WORK ITEM -> Please continue the article on Gav Livz, writing on from its final sentence.

READING TEXT ->
--------------------

Background information
- Also known as: Gav Livz
- Born: Gavin Paul Livingston 24 May 1988 (age 38) Glasgow, Scotland
- Genres: Hip Hop, Dance & Pop
- Occupations: Musician, songwriter, Mixing engineer and Website designer and Roaster
- Label: Scheme to a Dream Entertainment
- Website: gavlivz.com

= Gav Livz =

Scottish music artist and businessman (born 1988)

Gavin Livingston, better known by his stage name Gav Livz (born 24 May 1988), is a Glasgow-born music artist and businessman. He is the founder and director of Scheme to a Dream Entertainment.
Livz is primarily known for his collaboration with fellow hip hop artist MC-VA conforming a Hip Hop duo; The Neds. They gained recognition within the urban scene and caught the attention of various press such as The Scottish Sun putting them in the category of the "Class of 2010" acts to make it. They featured alongside Twin Atlantic, Alex Gardner, Unicorn Kid, Tommy Reilly and Tango in the Attic.

== Biography ==

=== Early life and education ===

Livz attended Holyrood Secondary School from 2000 until he dropped out in 2004 to pursue a music career. He attended the University of Glasgow to complete a qualification in The Business of Popular Music.

== Music career ==

=== 2003–2008: Beginnings ===

Livz' recordings date back to 2003, in 2006 he signed to Up North Records to create his debut album The Octagon. Shortly after, his main appearance resulted in a tour of the Czech Republic in 2006 with De La Soul. His pseudonym Gav Livz revives from his full name.

--------------------

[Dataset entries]

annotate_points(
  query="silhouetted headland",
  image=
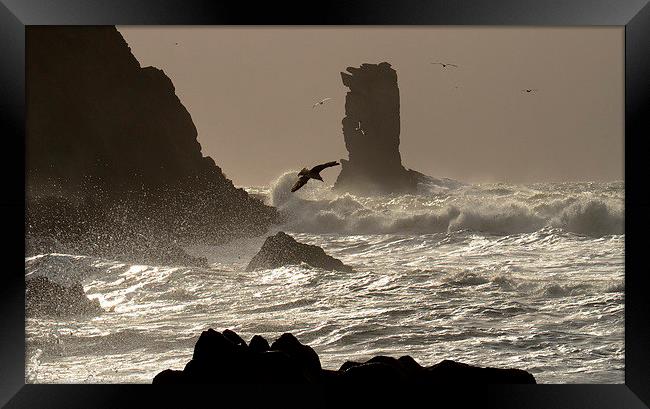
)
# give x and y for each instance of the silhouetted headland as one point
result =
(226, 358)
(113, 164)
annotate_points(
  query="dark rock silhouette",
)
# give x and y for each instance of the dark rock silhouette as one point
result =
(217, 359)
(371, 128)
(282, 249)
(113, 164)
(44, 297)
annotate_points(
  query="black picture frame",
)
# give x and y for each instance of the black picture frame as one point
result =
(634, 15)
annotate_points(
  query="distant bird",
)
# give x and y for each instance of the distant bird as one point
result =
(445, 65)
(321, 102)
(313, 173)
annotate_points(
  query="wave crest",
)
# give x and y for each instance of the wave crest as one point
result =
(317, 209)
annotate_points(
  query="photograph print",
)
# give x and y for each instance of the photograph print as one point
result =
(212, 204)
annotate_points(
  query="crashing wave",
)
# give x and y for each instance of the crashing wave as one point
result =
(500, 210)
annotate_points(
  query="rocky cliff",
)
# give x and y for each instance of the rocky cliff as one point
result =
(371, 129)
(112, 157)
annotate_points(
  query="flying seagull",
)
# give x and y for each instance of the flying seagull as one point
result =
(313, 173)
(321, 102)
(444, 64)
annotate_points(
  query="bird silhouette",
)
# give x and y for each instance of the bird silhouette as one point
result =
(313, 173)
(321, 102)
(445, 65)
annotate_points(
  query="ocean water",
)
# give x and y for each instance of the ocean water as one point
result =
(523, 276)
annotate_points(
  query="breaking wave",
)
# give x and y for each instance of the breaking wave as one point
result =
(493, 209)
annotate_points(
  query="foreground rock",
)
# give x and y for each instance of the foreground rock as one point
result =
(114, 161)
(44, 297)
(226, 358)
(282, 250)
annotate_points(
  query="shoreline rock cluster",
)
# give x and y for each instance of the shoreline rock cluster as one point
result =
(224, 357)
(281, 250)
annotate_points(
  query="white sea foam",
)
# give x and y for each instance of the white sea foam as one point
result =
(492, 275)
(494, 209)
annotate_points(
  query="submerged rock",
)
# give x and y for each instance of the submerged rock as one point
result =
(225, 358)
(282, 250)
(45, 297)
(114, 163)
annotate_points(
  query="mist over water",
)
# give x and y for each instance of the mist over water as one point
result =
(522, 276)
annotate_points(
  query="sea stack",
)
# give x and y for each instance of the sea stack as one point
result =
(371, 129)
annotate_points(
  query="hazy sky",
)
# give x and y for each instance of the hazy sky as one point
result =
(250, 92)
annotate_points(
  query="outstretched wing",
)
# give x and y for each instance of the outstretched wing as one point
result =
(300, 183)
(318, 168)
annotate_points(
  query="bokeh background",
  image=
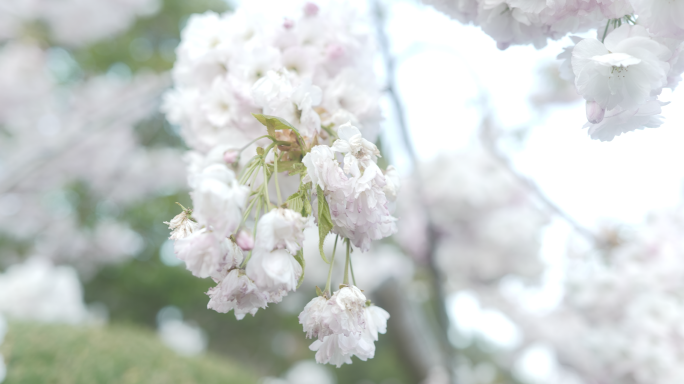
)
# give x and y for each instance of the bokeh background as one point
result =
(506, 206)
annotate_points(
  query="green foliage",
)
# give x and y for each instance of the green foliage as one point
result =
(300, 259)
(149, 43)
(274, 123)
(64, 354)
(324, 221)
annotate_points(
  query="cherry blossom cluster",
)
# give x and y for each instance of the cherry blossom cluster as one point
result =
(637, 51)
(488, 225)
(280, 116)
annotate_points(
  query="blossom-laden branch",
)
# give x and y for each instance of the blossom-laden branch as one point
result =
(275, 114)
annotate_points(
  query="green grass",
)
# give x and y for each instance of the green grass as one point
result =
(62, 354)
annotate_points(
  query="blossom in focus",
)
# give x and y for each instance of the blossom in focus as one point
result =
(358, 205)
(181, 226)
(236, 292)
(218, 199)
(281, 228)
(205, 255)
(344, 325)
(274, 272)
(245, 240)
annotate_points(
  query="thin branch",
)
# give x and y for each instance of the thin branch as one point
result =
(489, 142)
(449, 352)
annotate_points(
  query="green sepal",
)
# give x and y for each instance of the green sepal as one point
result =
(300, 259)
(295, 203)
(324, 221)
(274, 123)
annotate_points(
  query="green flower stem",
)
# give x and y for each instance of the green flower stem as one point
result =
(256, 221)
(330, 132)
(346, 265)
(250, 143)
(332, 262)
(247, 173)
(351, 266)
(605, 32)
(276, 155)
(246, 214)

--------------------

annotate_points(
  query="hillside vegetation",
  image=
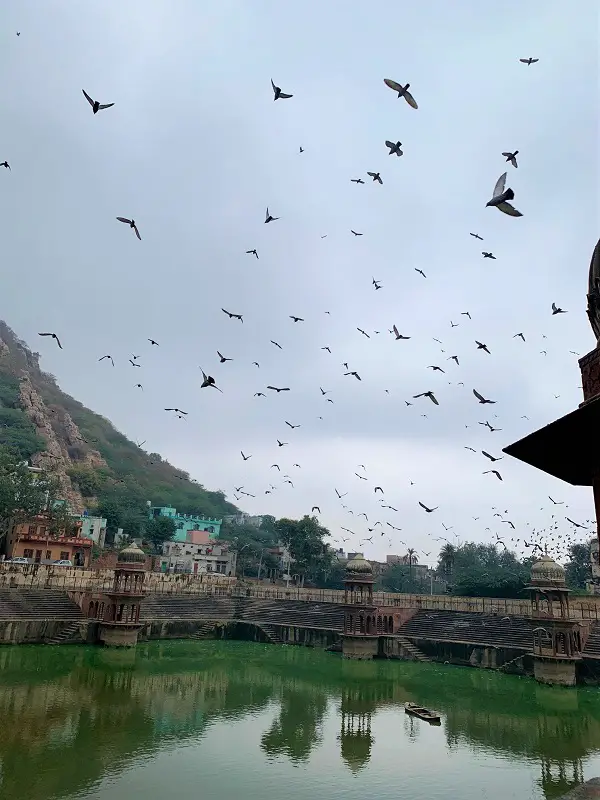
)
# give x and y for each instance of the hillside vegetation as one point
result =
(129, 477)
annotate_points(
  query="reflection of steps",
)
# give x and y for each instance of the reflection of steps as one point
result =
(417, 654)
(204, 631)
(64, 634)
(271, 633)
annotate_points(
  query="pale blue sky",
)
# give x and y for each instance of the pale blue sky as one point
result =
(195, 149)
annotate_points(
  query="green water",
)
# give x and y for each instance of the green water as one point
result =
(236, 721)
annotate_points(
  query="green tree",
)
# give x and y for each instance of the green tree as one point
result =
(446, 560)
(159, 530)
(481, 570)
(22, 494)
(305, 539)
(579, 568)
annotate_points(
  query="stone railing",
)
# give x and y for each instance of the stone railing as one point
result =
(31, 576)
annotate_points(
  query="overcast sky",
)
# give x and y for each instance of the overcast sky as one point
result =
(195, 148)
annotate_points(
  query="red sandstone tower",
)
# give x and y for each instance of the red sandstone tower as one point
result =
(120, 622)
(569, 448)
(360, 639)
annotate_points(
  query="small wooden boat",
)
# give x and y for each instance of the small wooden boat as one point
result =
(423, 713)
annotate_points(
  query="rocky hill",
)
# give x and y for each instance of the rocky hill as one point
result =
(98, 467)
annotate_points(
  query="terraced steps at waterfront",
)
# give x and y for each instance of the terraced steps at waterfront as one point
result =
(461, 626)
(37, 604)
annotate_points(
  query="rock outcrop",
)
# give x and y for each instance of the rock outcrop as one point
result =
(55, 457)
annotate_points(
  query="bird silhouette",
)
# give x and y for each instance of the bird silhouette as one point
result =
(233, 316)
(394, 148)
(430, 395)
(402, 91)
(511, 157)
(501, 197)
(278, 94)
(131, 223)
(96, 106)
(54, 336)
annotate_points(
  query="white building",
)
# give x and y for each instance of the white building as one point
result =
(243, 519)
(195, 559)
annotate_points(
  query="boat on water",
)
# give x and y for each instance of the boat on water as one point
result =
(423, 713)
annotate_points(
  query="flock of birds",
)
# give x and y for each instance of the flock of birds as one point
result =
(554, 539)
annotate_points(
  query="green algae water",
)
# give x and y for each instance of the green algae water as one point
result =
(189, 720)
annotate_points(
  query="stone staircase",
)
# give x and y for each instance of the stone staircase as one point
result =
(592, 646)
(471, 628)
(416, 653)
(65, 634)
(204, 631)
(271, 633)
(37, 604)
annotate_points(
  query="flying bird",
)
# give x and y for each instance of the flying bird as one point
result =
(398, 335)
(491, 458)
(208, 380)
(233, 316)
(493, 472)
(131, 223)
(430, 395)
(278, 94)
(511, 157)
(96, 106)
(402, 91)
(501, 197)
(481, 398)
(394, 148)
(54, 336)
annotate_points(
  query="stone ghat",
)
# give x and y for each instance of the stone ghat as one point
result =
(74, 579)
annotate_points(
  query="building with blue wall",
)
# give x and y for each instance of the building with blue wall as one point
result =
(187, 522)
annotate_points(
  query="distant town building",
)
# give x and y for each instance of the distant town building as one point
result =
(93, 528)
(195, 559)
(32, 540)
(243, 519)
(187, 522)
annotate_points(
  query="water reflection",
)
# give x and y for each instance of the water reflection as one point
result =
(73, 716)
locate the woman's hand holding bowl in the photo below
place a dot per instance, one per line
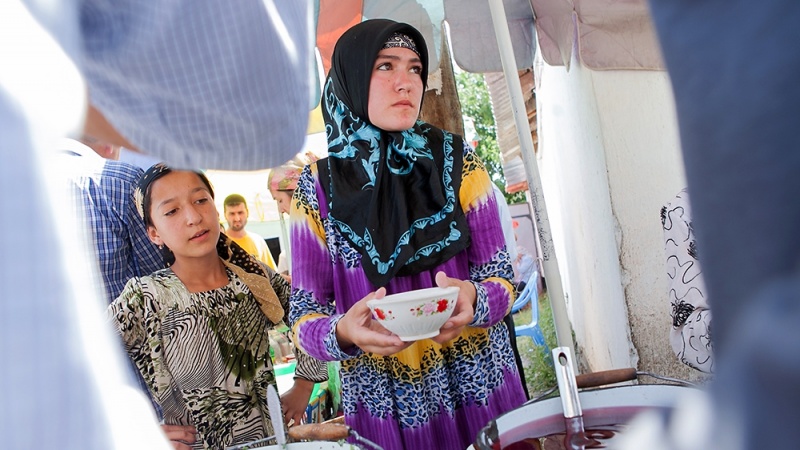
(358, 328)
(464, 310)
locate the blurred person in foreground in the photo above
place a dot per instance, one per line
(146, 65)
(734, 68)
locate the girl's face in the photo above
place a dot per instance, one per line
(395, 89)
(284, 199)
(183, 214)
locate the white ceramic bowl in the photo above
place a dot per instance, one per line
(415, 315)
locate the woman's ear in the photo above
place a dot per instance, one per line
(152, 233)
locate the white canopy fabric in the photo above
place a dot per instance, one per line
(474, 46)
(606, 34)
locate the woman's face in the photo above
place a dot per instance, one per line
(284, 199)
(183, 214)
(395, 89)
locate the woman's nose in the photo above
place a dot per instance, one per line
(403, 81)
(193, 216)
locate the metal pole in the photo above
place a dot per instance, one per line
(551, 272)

--------------------

RESULT ->
=== 2009–2012: The Neds ===

In 2009, Livz partnered with fellow Glaswegian rap artist Mohammad Akhtar, known as MC-VA. After discussing music and business, both decided to make music using their Scottish twang, The Neds was created. The Neds released four singles; Swagger, Whistle for'a Hottie, Goodbye and In The Air followed by releasing an album called Double 6's. Gav Livz and MC-VA sourced, directed, filmed and edited their releases themselves, releasing them on YouTube. The Hip-Hop duo established a specific sound with heavily distinguished Glaswegian accents, gaining recognition through national press.
The Neds were nominated for a Scottish Alternative Music Award (SAMA)in 2011, category of Best Urban Recording of the Year. The duo supported Tinchy Stryder, Chipmunk, Sway, Killa Kela and Donae'o. In 2000, they headlined King Tut's Summer Nights Festival.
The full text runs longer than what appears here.